Texte à lire:
+++
L’héritier sans visage
« Là, c’est moi assailli par Le Juif. Il prétend que mon nom veut dire « œuf » en judéo-espagnol.
-Oui, enfin un Gouevo c’est surtout un « cave », un niais, un imbécile ! Un qui ferme les yeux dès qu’il faut jongler.
-Mais quel rapport avec moi ? C’est ridicule.
-Allez Gouevo, tu descends ici, c’est le terminus des ignorants ! Tu connais rien à tes histoires de famille, je vais t’en raconter moi ! Reviens ! »
Un homme sans visage est traqué par Sinan, un pirate juif ottoman. Ce dernier est né à Smyrne à la fin du XVème siècle. Six siècles plus tard, il reproche à Gouevo de ne rien connaître de ses histoires de famille, de son passé, de son héritage. Gouevo a une tête d’œuf. Il n’a pas de visage. Il est tout le symbole de l’homme ignorant du passé qu’il porte sur les épaules. Sa mère a rompu les liens avec sa famille. Il a le vague souvenir d’une cousine lointaine revenue des camps. Il fait partie de ce que l’on appelle les troisième et quatrième générations, celles qui pensent être guéries de la Shoah mais c’est un leurre. Ils sont incapables de la comprendre. Sinan n’est pas là pour le blâmer, il est là pour l’accompagner dans une quête de sens, afin de rompre ces logiques intergénérationnelles de stress post-traumatique et d’identité « creuse » pour enfin, autant que faire se peut, guérir de la Shoah.
+++
Consigne 1: Repérez dans la liste ci-dessous chaque ligne contenant le mot « balustrade », puis recopiez ces lignes.

Entrées d'un jeu d'annotations par points:
+++
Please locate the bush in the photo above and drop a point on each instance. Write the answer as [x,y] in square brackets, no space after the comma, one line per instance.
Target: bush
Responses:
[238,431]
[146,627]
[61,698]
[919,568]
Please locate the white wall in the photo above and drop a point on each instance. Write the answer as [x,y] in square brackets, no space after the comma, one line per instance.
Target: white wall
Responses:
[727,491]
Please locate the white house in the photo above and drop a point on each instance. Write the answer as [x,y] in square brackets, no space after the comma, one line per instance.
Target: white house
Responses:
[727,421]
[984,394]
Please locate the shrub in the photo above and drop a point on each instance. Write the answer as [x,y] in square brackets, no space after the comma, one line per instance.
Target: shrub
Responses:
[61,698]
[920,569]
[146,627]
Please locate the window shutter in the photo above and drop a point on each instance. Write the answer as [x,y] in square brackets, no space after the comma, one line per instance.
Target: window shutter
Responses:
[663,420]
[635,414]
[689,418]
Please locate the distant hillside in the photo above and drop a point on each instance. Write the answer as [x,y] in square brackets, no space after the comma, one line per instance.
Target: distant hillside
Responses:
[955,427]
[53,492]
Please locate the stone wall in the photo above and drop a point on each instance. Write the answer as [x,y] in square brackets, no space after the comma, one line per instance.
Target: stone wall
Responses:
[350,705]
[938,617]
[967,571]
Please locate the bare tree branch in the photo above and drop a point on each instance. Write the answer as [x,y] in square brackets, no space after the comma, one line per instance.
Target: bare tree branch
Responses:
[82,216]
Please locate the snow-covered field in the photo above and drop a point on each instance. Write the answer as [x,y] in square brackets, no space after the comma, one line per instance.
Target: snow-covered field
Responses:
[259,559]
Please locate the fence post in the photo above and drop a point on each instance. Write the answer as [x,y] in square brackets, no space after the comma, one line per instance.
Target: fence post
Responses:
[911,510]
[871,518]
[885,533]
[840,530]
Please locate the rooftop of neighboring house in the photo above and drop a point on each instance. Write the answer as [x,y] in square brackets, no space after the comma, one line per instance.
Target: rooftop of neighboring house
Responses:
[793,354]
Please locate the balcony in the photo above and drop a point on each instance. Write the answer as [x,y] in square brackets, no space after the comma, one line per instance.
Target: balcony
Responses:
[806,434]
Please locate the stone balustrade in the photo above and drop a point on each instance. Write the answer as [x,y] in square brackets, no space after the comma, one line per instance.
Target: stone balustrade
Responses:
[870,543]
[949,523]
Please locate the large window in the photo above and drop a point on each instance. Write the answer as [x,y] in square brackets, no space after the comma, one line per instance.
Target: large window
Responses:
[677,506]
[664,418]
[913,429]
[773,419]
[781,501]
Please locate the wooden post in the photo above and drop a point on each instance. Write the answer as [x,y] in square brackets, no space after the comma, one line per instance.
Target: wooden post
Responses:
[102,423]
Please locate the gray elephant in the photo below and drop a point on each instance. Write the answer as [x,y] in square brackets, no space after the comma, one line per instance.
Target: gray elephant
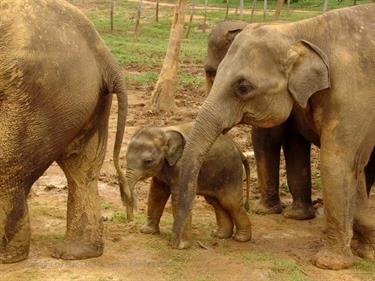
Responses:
+++
Consigne 2:
Répondez aux questions suivantes à l'aide du texte à lire.
(a) Dans quelle ville Sinan est-il né ?
(b) Avec qui la mère de Gouevo a-t-elle rompu les liens ?
(c) De quelle parente Gouevo garde-t-il un vague souvenir ?

Réponse attendue 1:
Please locate the stone balustrade in the photo above and drop a point on each instance. Write the answer as [x,y] in square brackets, no space after the comma, one line per instance.
Target: stone balustrade

Réponse attendue 2:
(a) À Smyrne.
(b) Avec sa famille.
(c) D'une cousine lointaine revenue des camps.